● BRIEF
Work out how many lines of the listing hold "dark" and return that number by itself.
↓↓↓
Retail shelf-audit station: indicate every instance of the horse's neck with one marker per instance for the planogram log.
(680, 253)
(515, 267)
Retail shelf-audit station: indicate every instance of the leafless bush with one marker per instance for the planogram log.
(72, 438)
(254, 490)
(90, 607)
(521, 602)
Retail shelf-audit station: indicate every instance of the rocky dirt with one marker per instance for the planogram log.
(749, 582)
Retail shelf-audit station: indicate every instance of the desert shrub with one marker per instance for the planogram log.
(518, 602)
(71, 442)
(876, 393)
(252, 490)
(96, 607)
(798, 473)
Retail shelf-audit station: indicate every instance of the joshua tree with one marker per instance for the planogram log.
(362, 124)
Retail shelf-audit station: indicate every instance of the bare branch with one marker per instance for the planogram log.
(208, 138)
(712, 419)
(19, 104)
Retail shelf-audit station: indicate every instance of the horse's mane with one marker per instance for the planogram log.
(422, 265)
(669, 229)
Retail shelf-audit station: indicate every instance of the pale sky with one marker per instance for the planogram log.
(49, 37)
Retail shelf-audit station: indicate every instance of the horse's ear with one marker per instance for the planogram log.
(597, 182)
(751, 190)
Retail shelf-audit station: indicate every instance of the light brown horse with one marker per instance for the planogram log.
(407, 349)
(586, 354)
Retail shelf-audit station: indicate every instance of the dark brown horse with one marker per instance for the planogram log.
↑↑↑
↓↓↓
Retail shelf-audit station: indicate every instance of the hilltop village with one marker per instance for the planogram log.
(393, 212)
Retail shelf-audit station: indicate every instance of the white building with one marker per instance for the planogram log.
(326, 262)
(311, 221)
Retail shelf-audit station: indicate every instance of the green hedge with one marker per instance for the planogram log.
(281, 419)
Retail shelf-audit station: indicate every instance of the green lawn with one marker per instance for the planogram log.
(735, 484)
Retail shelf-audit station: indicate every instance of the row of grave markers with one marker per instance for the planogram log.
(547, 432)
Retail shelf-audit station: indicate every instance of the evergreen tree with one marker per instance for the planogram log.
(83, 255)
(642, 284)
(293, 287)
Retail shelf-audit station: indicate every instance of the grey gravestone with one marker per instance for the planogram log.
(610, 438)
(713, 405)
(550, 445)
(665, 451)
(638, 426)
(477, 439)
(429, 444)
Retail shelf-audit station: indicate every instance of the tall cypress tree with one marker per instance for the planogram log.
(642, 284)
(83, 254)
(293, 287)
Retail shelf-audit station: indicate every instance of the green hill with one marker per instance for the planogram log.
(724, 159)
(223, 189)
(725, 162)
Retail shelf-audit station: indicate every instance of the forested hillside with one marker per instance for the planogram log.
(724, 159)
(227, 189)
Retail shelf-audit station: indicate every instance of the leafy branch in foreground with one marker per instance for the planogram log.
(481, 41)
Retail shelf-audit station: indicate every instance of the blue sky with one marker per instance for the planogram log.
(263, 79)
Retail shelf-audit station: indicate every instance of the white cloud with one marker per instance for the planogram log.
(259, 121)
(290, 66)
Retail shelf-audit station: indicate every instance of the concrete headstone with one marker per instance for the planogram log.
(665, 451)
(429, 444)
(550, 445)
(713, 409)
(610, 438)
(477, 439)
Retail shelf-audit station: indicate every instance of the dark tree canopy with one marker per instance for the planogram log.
↑↑↑
● RESPONSE TO THE EXERCISE
2